Requirement: Please format every line of the records below as a numbered list, omitting any blank lines.
====== Extracted material
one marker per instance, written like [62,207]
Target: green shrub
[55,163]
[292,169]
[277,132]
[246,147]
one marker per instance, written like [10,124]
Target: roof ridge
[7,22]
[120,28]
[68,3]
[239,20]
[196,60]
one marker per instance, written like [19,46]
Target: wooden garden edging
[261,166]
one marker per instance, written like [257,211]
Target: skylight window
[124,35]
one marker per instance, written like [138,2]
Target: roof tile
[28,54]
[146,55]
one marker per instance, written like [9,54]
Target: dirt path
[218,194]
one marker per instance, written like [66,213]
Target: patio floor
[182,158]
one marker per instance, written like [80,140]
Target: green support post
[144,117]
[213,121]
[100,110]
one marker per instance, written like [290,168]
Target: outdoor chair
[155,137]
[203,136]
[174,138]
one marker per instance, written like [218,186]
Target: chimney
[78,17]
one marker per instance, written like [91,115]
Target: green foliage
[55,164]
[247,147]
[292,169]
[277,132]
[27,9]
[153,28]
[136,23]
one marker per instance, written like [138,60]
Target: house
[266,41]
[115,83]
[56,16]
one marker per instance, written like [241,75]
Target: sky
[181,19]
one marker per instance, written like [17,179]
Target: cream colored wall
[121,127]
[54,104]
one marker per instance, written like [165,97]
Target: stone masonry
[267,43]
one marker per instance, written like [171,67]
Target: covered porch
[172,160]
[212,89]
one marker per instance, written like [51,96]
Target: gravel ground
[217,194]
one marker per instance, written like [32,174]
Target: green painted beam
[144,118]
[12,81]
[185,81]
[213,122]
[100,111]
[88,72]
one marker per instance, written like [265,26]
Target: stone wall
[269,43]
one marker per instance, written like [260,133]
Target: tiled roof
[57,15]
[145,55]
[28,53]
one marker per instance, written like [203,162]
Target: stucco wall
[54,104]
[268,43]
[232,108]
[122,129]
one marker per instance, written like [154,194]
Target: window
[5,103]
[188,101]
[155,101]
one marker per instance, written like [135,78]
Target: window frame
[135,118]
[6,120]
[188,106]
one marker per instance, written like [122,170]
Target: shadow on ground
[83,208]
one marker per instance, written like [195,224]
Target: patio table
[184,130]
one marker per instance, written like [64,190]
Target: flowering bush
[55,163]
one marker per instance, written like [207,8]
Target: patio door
============
Exercise answer:
1. one marker per instance, written like [62,207]
2. Target: green shrub
3. [55,163]
4. [292,169]
5. [277,132]
6. [246,147]
7. one marker per instance, written like [10,124]
8. Target: roof ridge
9. [7,22]
10. [120,28]
11. [68,3]
12. [239,20]
13. [196,60]
14. one marker per instance, written like [19,46]
15. Target: wooden garden edging
16. [261,166]
17. one marker per instance, written like [257,211]
18. Target: skylight window
19. [124,35]
20. one marker per instance, written like [138,2]
21. Target: roof tile
22. [28,54]
23. [146,55]
24. one marker per instance, written like [9,54]
25. Target: dirt path
26. [218,194]
27. one marker per instance, written like [66,213]
28. Target: patio floor
29. [182,158]
30. one marker per instance, written like [80,140]
31. Target: green support post
32. [144,117]
33. [213,121]
34. [100,110]
35. one marker per instance, written like [290,168]
36. Target: outdoor chair
37. [155,137]
38. [203,136]
39. [174,138]
40. one marker per instance, written like [218,186]
41. Target: chimney
42. [78,17]
43. one marker per instance, written like [91,115]
44. Target: green foliage
45. [55,164]
46. [247,147]
47. [292,169]
48. [277,132]
49. [27,9]
50. [153,28]
51. [136,23]
52. one marker per instance, written like [138,60]
53. Target: house
54. [266,41]
55. [115,83]
56. [56,16]
57. one marker per instance, written like [241,75]
58. Target: sky
59. [181,19]
60. one marker per instance, written like [17,179]
61. Target: cream colored wall
62. [121,127]
63. [54,104]
64. one marker per instance, written like [165,97]
65. Target: stone masonry
66. [267,43]
67. one marker per instance, written like [171,67]
68. Target: covered porch
69. [172,160]
70. [212,89]
71. one marker per instance, written like [51,96]
72. Target: gravel ground
73. [217,194]
74. one marker per instance, written like [32,174]
75. Target: green painted beam
76. [144,118]
77. [12,81]
78. [185,81]
79. [213,122]
80. [100,111]
81. [88,72]
82. one marker per instance, written like [265,26]
83. Target: stone wall
84. [269,43]
85. one marker per instance, written like [260,133]
86. Target: tiled roof
87. [57,15]
88. [145,55]
89. [28,53]
90. one marker per instance, written like [203,162]
91. Target: stucco wall
92. [54,104]
93. [268,43]
94. [232,108]
95. [122,129]
96. one marker per instance, written like [154,194]
97. Target: window
98. [5,103]
99. [188,101]
100. [155,101]
101. one marker per instance, written like [135,78]
102. Target: window frame
103. [135,118]
104. [6,120]
105. [188,106]
106. one marker per instance, written like [122,170]
107. Target: shadow on ground
108. [83,208]
109. one marker per instance, written like [195,224]
110. Target: patio table
111. [184,130]
112. one marker per instance, written like [64,190]
113. Target: flowering bush
114. [55,163]
115. one marker per instance, written like [207,8]
116. Target: patio door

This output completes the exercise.